━━━━━ Recorded information ━━━━━

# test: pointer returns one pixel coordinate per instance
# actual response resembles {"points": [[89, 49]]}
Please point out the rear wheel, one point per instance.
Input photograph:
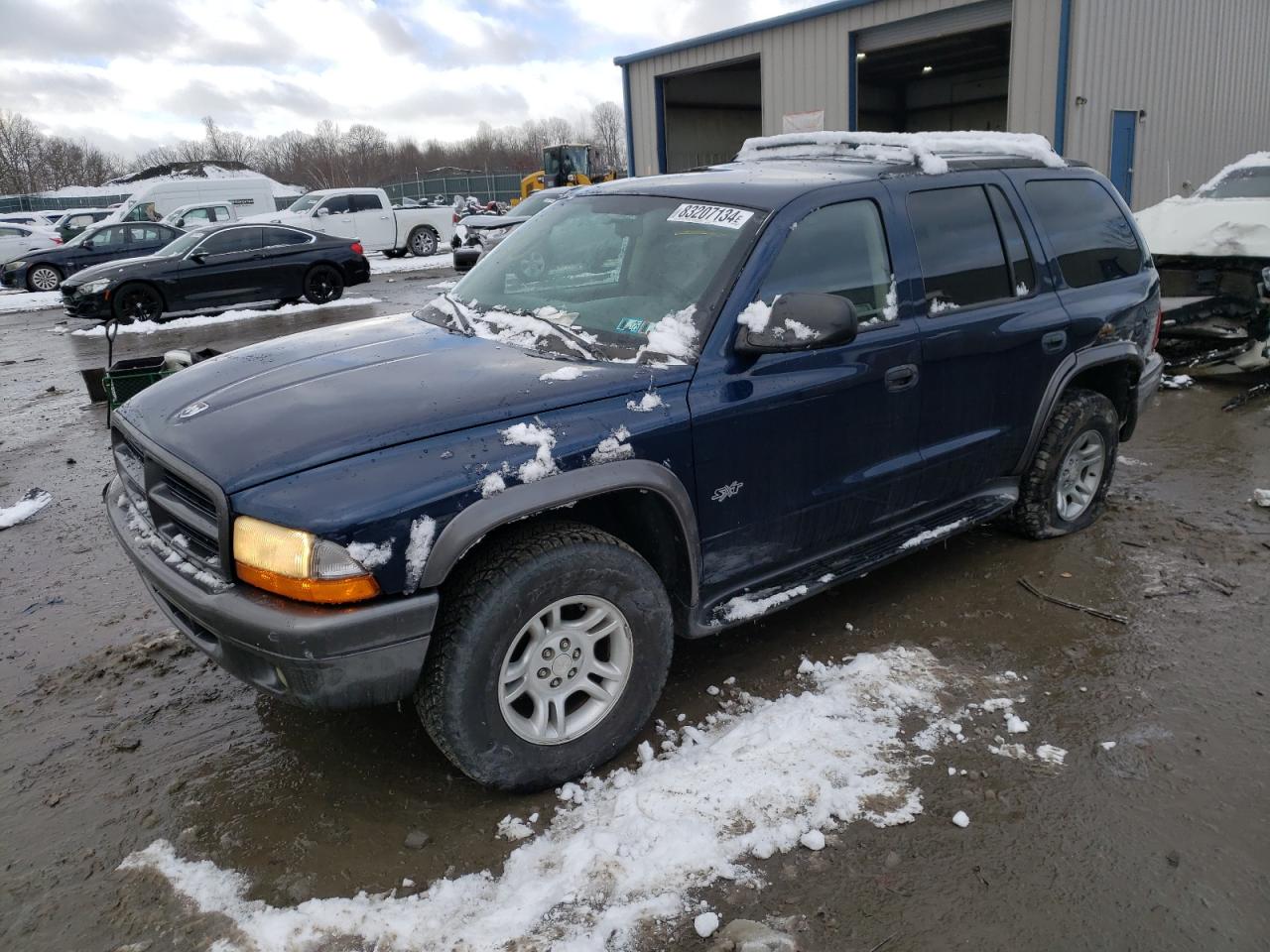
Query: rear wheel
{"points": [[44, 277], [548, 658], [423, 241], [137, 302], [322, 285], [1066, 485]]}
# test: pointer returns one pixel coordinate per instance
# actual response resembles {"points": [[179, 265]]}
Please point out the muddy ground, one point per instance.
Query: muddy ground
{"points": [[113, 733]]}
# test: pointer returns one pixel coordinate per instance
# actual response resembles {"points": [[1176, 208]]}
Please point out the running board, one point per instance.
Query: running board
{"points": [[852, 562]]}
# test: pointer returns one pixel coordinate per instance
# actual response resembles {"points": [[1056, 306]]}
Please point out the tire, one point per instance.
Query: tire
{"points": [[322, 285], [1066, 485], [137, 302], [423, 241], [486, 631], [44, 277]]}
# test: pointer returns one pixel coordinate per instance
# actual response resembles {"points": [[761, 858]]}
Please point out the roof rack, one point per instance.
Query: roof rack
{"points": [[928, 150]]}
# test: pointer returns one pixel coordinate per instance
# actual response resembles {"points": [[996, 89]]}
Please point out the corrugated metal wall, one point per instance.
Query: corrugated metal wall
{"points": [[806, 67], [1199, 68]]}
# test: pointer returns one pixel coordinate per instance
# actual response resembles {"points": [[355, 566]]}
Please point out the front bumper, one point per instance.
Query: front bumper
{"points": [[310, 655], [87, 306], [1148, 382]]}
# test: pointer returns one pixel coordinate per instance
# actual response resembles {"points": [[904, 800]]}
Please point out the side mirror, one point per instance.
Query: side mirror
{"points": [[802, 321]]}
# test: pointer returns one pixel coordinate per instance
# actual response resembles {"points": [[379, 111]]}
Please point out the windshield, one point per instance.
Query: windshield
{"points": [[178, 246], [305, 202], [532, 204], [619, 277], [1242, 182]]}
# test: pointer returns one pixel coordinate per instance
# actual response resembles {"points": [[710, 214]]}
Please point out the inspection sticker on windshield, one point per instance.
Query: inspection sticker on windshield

━━━━━

» What is expected: All the lines above are to be given again exactly as they read, with the pictures removed.

» Output of the exercise:
# test: pointer returns one pixel coordinate per instance
# actual response resembles {"points": [[89, 49]]}
Please point out the rear wheel, one point per instance.
Input photograph:
Query: rear wheel
{"points": [[44, 277], [548, 658], [423, 241], [137, 302], [322, 285], [1066, 485]]}
# test: pointer returns one pixel coordinate per instance
# actual response resembles {"points": [[179, 265]]}
Please point out the muddy ground, one point per instance.
Query: muddy ground
{"points": [[113, 733]]}
# test: pointer returns one pixel coordinate per instance
# actual response resembles {"points": [[1176, 208]]}
Please point out the running board, one point per instance.
Query: running board
{"points": [[852, 562]]}
# test: pointer returns one pixel coordinate per instance
# actual response resembles {"points": [[1056, 306]]}
Please point out the tire, one point per instance.
Query: tire
{"points": [[322, 285], [1066, 485], [137, 302], [423, 241], [486, 631], [44, 277]]}
# test: pointer returns one pixel coordinate per instance
# actual response resembles {"points": [[761, 858]]}
Please point out the roof rack, one point per instance.
Query: roof rack
{"points": [[928, 150]]}
# test: pointer returns one pixel coordinate per instance
# actual response resembles {"points": [[996, 89]]}
Please point out the corrugated metal wall, one point per instance.
Query: corrugated metal wall
{"points": [[806, 67], [1199, 68]]}
# test: pointer returns one pixel coordinate per instance
# actual response resembles {"points": [[355, 566]]}
Please point out the front bumper, one point per instance.
Query: front bumper
{"points": [[310, 655], [87, 306], [1148, 382]]}
# test: pointer returns one pixel coordinate per instance
# actual response resembles {"points": [[904, 800]]}
Please point out the side mirror, one point per instance.
Query: side mirror
{"points": [[802, 321]]}
# test: pointer returns one pixel coordinate per instance
# actual response resembles {"points": [[379, 111]]}
Please point out the windshield, one point per instance.
Query: windshield
{"points": [[178, 246], [305, 202], [532, 204], [619, 277], [1242, 182]]}
# test: pointer returns one pixel coordinate per instance
# actual response resembles {"points": [[710, 214]]}
Please point out the inspection sticker on windshield, one point per instance.
Query: inspection sticker on windshield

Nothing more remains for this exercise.